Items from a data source
........

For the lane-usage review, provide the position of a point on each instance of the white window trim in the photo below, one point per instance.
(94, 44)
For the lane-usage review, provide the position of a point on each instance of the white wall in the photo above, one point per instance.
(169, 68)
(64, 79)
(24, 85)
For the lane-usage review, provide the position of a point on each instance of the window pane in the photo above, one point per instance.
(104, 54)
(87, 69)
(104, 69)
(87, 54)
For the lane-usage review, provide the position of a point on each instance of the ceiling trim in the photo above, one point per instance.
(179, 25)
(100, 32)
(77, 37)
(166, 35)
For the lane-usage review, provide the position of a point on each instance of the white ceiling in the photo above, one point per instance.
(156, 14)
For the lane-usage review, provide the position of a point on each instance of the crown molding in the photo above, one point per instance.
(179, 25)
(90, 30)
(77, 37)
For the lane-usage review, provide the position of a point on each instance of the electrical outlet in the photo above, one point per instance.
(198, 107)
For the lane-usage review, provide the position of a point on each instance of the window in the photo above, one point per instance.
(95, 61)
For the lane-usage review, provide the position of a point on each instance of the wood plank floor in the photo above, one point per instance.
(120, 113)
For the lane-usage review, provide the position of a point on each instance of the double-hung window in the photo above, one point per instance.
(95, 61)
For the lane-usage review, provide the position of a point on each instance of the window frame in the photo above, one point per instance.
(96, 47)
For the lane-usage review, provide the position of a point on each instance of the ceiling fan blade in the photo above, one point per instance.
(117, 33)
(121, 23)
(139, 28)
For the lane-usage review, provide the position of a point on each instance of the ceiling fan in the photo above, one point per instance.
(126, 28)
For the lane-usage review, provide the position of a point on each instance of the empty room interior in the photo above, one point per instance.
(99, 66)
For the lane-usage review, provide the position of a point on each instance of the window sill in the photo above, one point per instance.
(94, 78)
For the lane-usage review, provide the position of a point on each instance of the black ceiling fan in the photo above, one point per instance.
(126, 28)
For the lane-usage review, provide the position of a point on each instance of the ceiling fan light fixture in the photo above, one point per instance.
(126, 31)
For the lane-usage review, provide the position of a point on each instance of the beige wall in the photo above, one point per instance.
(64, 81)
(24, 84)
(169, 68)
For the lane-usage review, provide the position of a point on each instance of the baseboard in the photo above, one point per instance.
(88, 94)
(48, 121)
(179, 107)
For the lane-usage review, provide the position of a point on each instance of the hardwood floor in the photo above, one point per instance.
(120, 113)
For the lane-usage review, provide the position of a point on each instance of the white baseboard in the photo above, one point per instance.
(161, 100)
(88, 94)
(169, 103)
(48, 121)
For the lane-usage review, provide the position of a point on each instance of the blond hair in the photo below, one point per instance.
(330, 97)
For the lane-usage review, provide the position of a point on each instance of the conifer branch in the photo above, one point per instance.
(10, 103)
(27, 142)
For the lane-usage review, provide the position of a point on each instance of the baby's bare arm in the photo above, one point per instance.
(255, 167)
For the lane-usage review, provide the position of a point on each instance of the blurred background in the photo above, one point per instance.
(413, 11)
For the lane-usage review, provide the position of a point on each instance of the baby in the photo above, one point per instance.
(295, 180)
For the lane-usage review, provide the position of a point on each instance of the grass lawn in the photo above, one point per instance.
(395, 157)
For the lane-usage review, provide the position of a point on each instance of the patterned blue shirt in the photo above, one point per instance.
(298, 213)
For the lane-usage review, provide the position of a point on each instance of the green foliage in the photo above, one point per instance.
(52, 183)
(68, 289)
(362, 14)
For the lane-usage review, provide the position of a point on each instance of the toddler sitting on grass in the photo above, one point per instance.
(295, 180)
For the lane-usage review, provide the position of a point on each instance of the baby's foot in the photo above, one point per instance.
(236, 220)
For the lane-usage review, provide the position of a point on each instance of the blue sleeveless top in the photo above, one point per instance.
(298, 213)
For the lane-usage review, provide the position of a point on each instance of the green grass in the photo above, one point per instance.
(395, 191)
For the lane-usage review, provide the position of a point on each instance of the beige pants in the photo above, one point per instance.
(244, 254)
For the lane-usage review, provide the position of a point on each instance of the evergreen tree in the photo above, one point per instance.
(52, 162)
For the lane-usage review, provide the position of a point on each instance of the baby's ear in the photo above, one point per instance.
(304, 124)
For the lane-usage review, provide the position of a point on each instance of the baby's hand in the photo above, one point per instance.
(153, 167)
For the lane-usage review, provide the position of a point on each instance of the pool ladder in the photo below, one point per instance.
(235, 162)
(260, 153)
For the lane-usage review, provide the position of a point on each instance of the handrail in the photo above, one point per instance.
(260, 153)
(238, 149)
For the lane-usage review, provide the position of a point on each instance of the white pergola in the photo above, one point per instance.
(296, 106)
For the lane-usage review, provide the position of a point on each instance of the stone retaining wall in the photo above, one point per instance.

........

- [Work required] Please reproduce the records from the line that contains "of the toddler" through the end of the records, both included, keeping every line unchanged except that each point coordinate is scaled by 2.25 and rounded to a whole number, with halves rounded up.

- [Full response]
For the lane-usage review, provide the position of a point on each instance of the toddler sitting on grass in the photo above, one point per instance.
(664, 405)
For the lane-usage review, provide the position of a point on each instance of the baby's foot in the photo above, one point per instance.
(531, 495)
For the lane-usage review, provide the position of a point on each instance of the blue sleeveless top in the photo above, one point per instance.
(671, 479)
For the lane-usage review, provide the position of a point on each instance of the green grass in the photo above, one point per instance.
(889, 430)
For the lane-usage review, provide the position of a point on each instance of the beige pants in the photo above, one point per instance.
(549, 572)
For the lane-usage review, provide the position of a point on each instance of the evergreen tree in the photo above, one point per instance.
(117, 365)
For the lane-usage review, provide the position of a point on each instance of the baby's ear in the photo above, one point per instance.
(684, 279)
For the lane-usage review, provide the position of a point on each instance of the baby's hand in the photo above, one point per instance.
(344, 376)
For the lane-usage review, provide the position of a point on each instance of the pool ladder in the photo below, one point per instance.
(529, 365)
(585, 344)
For the lane-usage review, provide the position of a point on each instance of the handrail in the photo above, one point per instance.
(585, 344)
(536, 335)
For the lane-usage review, provide the position of a point on each instance of the white pergola in the photo above, one point per instance.
(666, 239)
For the lane-usage review, provide the position of a point on each instance of the stone retaining wall in the photo above, one point per instance.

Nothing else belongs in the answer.